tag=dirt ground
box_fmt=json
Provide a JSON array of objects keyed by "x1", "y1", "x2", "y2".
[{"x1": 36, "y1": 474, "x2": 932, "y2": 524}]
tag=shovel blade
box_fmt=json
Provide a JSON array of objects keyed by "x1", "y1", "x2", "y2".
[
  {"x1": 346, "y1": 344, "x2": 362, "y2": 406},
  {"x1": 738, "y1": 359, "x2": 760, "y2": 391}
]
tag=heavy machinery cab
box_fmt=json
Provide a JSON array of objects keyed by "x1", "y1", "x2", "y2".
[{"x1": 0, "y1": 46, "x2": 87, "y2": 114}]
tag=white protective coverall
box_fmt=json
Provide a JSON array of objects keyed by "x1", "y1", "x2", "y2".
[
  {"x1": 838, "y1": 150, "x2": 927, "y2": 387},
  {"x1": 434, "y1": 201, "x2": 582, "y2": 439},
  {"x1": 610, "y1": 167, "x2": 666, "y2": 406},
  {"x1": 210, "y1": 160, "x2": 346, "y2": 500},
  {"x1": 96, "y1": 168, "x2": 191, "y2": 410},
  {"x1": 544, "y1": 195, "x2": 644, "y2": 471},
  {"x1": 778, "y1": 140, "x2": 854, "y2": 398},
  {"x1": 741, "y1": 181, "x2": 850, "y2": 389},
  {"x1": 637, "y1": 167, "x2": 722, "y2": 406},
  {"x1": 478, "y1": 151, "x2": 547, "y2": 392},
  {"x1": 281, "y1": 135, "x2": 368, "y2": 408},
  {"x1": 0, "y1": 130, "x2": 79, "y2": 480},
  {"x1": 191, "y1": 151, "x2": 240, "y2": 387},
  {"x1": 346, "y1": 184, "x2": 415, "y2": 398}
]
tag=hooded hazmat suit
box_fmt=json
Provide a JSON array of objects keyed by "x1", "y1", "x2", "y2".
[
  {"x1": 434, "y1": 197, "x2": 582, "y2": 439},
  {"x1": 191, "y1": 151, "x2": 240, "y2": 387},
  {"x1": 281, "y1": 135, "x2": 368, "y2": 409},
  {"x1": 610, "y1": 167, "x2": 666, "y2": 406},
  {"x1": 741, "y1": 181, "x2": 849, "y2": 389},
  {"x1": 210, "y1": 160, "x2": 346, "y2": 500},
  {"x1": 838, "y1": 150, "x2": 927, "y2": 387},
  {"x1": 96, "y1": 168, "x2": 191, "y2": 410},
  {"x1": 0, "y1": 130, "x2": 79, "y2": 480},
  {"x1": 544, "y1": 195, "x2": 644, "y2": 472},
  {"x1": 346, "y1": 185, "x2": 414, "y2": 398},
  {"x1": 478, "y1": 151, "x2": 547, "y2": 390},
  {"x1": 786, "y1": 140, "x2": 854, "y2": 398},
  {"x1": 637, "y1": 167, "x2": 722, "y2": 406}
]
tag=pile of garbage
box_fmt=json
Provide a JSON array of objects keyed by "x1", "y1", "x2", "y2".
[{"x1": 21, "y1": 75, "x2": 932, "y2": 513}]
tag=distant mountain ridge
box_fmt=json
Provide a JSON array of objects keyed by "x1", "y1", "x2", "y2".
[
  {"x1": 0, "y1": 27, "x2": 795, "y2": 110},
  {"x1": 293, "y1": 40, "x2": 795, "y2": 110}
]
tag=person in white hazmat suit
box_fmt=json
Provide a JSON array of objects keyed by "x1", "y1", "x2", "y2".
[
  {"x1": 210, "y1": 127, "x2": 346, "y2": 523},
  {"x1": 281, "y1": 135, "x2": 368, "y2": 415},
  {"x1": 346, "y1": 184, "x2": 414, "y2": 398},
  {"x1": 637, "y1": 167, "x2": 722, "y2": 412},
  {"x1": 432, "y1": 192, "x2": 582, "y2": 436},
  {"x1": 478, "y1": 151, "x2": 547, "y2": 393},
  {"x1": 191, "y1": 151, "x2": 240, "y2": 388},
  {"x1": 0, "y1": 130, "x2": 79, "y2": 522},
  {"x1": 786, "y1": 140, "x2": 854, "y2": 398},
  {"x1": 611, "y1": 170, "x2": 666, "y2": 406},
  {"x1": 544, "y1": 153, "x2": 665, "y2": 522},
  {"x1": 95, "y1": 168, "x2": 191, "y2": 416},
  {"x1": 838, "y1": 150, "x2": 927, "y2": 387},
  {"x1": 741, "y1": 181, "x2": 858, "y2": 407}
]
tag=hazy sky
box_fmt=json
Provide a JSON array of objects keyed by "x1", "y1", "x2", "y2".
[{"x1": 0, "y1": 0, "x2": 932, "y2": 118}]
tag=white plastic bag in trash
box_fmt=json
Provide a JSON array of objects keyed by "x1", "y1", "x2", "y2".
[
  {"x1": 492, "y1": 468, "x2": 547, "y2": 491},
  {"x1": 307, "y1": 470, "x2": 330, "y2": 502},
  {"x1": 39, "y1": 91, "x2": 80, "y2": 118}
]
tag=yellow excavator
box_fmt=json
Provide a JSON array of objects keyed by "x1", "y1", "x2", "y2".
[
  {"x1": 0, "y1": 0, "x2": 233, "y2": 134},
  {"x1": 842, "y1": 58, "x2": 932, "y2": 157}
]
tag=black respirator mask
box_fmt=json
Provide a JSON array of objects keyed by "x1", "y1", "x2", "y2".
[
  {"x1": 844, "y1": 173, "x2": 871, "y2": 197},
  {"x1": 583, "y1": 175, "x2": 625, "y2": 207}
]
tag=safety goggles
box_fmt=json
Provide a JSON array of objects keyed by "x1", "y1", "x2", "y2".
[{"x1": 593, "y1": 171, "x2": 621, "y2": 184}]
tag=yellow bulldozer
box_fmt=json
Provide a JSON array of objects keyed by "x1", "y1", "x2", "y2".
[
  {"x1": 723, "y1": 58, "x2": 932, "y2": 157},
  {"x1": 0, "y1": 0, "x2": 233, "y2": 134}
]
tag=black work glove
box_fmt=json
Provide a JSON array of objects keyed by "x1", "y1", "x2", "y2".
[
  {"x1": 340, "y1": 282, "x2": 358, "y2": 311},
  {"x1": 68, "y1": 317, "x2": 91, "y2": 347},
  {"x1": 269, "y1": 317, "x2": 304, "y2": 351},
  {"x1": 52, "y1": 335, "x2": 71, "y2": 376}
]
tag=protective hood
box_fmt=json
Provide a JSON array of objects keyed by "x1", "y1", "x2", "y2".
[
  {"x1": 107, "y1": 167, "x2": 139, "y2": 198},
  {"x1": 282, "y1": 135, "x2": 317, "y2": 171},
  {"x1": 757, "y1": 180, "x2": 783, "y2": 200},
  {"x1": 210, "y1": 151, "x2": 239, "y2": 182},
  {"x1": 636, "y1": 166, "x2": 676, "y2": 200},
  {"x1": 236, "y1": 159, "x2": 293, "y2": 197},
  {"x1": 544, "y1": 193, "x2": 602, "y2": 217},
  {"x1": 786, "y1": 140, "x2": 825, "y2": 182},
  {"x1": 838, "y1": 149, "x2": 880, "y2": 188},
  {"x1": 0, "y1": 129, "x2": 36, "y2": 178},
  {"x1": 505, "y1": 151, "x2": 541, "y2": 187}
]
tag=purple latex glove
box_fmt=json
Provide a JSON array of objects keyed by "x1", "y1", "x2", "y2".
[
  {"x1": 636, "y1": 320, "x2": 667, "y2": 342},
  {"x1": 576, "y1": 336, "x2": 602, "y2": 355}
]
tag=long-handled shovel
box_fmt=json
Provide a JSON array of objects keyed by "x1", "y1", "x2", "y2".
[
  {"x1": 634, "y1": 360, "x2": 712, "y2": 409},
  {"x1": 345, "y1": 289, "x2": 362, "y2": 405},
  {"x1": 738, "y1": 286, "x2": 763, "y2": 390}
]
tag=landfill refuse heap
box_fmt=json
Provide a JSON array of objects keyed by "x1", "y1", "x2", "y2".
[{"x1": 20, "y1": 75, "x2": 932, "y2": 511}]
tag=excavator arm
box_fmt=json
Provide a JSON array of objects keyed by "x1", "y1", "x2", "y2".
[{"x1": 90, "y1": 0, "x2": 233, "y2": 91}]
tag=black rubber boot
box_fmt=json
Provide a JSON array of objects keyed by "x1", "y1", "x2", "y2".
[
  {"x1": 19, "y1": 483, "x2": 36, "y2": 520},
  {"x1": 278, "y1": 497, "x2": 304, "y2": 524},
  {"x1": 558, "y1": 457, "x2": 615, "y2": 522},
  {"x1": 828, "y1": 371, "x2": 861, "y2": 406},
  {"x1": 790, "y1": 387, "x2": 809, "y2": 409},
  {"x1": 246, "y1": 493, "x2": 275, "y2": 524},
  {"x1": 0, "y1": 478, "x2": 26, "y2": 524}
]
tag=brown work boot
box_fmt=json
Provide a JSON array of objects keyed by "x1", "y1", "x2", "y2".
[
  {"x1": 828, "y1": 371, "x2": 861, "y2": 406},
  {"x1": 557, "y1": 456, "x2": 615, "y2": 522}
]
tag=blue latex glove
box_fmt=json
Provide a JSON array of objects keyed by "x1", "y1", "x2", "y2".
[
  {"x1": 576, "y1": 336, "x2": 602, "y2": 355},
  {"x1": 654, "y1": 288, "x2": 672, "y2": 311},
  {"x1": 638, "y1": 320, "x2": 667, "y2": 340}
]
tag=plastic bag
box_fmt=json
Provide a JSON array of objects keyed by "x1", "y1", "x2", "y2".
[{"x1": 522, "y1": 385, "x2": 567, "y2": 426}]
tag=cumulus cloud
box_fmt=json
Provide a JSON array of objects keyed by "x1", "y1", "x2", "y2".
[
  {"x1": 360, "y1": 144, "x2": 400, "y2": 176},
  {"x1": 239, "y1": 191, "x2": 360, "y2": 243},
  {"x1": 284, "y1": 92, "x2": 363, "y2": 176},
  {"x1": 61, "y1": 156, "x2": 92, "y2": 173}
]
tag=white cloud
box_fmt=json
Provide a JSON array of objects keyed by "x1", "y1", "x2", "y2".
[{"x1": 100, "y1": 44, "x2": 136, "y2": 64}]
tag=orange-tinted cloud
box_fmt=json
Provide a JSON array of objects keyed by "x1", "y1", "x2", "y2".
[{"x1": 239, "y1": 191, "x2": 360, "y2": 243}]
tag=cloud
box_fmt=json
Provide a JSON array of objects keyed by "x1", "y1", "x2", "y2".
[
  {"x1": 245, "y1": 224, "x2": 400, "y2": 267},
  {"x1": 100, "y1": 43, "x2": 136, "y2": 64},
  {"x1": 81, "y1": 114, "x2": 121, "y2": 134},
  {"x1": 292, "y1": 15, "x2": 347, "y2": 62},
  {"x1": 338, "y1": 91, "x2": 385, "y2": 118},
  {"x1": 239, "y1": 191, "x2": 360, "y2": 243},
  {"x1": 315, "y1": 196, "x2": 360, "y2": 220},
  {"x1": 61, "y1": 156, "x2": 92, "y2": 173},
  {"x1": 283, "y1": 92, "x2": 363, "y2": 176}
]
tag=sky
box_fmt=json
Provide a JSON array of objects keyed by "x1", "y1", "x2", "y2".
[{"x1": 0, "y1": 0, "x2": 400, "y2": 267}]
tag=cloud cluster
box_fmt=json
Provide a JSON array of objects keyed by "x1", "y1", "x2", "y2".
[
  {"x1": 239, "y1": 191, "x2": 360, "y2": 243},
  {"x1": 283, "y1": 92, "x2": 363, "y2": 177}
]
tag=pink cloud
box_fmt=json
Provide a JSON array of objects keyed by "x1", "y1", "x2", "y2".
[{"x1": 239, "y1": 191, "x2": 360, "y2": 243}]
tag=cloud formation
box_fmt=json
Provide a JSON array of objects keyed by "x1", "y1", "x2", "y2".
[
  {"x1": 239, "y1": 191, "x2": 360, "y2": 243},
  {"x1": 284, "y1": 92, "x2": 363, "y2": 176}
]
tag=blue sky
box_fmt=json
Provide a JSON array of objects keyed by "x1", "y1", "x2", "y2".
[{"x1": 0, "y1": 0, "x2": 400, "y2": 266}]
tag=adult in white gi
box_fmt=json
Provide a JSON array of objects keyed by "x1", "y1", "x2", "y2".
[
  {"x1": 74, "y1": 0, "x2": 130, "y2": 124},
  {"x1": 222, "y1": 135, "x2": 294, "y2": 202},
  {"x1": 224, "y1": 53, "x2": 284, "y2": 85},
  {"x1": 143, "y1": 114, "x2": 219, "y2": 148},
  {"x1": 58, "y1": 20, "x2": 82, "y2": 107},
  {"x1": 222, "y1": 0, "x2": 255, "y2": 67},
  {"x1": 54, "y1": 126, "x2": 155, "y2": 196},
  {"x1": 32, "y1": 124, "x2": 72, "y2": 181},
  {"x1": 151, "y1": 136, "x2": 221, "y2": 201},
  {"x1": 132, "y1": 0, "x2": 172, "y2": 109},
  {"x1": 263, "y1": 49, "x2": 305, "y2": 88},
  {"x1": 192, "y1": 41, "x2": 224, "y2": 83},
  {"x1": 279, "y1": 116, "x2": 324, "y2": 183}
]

□ □ □ □ □ □ □

Pull out every line of the items above that contains the word "black", and list only those lines.

• Response to the task:
tag=black respirator mask
tag=black work glove
tag=black rubber boot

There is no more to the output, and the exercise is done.